### Source records ###
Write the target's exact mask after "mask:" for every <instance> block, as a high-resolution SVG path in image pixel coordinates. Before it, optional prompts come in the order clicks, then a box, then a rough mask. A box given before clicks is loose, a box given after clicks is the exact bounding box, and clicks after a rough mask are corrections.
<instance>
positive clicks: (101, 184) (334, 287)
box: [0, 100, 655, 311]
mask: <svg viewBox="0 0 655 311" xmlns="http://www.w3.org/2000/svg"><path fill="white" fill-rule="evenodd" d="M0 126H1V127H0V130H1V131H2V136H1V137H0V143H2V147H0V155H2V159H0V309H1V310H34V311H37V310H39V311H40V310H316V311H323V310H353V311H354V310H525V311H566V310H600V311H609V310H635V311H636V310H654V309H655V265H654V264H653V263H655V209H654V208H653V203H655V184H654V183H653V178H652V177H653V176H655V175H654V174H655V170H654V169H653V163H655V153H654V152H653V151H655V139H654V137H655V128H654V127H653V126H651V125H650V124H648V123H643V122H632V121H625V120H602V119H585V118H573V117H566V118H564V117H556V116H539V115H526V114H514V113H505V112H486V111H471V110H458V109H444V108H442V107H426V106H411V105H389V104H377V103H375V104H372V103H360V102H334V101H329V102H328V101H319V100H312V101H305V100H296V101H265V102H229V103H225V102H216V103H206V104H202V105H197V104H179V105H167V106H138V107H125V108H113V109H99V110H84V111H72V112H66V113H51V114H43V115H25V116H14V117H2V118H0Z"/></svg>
###
◆ Work item ◆
Please set out every line of the listing above as a Markdown table with the columns Row and Listing line, skipping blank lines.

◆ Exercise response ◆
| Row | Listing line |
|---|---|
| 1 | Write the target's exact mask after "mask:" for every <instance> block, as a high-resolution SVG path in image pixel coordinates. Before it, optional prompts come in the order clicks, then a box, then a rough mask. A box given before clicks is loose, a box given after clicks is the exact bounding box, and clicks after a rough mask are corrections. |
| 2 | <instance> |
| 3 | positive clicks: (101, 184) (334, 287) |
| 4 | box: [0, 100, 655, 311] |
| 5 | mask: <svg viewBox="0 0 655 311" xmlns="http://www.w3.org/2000/svg"><path fill="white" fill-rule="evenodd" d="M0 126H1V127H0V130H1V131H2V136H1V137H0V143H2V147H0V155H2V159H0V309H1V310H34V311H37V310H39V311H40V310H316V311H323V310H353V311H354V310H525V311H566V310H600V311H609V310H635V311H636V310H654V309H655V265H654V264H653V263H655V209H654V208H653V203H655V184H654V183H653V178H652V177H653V176H655V175H654V174H655V170H654V169H653V163H655V153H654V152H653V151H655V139H654V137H655V128H654V127H653V126H651V125H650V124H648V123H643V122H632V121H625V120H602V119H585V118H573V117H566V118H564V117H556V116H539V115H526V114H514V113H505V112H486V111H471V110H458V109H444V108H442V107H426V106H411V105H389V104H377V103H375V104H372V103H360V102H334V101H329V102H328V101H319V100H312V101H305V100H296V101H265V102H229V103H225V102H216V103H206V104H202V105H197V104H179V105H167V106H138V107H125V108H113V109H99V110H84V111H72V112H66V113H51V114H43V115H25V116H14V117H2V118H0Z"/></svg> |